**DIRECTIVE**
Filter the entries below, copying out every line that contains the string "fork". Case counts.
───── EXTRACTED RECORDS
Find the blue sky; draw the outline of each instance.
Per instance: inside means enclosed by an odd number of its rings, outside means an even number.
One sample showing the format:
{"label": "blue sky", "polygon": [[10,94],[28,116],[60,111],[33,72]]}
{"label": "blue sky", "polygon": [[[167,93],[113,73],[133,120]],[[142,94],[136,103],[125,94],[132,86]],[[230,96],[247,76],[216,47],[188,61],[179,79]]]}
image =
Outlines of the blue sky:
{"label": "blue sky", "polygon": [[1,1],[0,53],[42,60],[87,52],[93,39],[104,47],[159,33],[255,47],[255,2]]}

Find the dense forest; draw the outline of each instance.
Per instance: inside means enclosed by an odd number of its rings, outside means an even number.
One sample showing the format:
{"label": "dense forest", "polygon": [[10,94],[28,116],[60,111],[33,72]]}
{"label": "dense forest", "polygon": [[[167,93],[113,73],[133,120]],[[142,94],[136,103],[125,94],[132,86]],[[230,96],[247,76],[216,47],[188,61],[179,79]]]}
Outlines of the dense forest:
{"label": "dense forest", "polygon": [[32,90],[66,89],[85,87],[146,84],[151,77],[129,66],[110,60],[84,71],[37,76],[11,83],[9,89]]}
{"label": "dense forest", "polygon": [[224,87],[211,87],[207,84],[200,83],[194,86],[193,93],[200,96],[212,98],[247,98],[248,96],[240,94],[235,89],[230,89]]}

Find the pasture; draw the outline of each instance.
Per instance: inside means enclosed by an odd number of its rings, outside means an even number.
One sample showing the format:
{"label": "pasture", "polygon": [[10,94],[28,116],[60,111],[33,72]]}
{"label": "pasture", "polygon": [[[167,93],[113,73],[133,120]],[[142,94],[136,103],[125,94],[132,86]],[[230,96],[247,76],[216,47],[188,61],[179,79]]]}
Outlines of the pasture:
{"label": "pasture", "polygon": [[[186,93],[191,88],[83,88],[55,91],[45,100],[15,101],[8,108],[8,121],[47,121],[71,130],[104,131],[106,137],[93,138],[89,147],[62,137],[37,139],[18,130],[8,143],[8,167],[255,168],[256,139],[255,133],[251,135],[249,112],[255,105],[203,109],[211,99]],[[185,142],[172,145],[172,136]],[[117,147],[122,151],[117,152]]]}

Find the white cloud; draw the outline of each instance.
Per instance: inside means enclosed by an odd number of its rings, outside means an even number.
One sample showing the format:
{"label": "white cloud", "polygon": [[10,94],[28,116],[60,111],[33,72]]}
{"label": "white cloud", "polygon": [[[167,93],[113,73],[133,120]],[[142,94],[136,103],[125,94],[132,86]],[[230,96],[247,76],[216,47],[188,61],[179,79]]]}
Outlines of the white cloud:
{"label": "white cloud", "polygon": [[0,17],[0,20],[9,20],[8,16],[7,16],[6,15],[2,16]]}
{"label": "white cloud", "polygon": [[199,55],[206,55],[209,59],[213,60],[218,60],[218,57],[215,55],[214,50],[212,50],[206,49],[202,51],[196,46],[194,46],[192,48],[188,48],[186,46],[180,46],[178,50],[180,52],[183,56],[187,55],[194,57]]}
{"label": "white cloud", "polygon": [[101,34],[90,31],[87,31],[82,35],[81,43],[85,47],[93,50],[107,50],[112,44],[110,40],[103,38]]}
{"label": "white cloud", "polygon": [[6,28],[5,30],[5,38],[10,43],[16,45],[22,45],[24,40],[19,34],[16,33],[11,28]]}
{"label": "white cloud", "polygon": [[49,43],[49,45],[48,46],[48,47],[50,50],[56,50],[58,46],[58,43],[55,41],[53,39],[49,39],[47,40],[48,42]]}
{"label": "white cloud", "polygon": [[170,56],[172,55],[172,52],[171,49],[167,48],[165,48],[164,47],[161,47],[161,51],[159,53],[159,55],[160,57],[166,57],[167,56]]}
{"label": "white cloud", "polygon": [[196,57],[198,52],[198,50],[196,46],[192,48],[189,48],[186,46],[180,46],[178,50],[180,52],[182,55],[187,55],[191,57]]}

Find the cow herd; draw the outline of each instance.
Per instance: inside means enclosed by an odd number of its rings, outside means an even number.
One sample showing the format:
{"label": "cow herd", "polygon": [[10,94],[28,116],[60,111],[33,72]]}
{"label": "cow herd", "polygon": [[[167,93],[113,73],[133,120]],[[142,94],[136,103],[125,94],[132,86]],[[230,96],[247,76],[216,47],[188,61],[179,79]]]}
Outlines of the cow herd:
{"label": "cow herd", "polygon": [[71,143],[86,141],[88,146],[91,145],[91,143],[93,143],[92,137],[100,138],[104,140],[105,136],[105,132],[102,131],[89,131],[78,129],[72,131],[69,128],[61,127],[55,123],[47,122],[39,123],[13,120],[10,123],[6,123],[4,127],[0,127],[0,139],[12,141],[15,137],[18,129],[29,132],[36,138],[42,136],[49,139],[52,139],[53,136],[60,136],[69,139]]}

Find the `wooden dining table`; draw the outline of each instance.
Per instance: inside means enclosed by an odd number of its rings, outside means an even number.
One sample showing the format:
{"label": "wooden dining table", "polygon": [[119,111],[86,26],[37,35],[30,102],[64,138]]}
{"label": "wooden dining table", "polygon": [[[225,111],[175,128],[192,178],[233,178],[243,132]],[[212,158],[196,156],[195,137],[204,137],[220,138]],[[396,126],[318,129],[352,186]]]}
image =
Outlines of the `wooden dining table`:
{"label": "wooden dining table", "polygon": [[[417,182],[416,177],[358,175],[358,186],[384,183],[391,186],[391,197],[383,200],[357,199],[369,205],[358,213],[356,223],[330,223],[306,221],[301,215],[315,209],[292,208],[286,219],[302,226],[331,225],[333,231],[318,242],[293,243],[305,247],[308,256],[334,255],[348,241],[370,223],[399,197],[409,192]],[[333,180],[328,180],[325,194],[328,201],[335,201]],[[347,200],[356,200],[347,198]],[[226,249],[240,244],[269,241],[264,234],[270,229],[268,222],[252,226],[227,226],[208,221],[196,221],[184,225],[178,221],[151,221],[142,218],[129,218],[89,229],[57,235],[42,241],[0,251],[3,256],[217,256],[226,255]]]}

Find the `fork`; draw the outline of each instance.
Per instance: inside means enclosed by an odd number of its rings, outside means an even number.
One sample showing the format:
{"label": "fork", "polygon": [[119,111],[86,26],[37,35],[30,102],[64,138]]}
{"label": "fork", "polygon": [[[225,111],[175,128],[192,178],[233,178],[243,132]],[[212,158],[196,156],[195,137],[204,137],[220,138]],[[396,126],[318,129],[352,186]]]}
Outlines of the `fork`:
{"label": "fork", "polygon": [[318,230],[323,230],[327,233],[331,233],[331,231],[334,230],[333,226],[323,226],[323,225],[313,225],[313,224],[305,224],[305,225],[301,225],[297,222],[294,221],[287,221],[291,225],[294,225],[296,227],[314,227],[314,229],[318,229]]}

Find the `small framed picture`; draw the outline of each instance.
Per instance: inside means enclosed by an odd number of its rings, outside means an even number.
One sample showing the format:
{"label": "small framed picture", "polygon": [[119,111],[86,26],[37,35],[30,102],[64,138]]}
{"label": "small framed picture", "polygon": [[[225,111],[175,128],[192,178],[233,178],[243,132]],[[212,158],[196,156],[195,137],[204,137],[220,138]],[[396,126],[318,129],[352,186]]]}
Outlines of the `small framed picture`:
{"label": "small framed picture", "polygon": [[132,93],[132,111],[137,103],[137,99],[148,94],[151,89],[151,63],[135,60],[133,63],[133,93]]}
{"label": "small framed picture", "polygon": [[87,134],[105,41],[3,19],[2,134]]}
──────────
**COMPLETE OUTPUT**
Find the `fork`; draw the outline of each instance.
{"label": "fork", "polygon": [[119,111],[86,26],[37,35],[30,102],[64,138]]}
{"label": "fork", "polygon": [[[225,111],[175,128],[192,178],[233,178],[243,132]],[[212,158],[196,156],[195,137],[204,137],[220,138]],[[396,126],[318,129],[352,186]]]}
Outlines of the `fork`:
{"label": "fork", "polygon": [[318,230],[323,230],[327,233],[331,233],[331,231],[334,230],[333,226],[323,226],[323,225],[313,225],[313,224],[305,224],[305,225],[301,225],[297,222],[294,221],[287,221],[291,225],[294,225],[296,227],[314,227],[314,229],[318,229]]}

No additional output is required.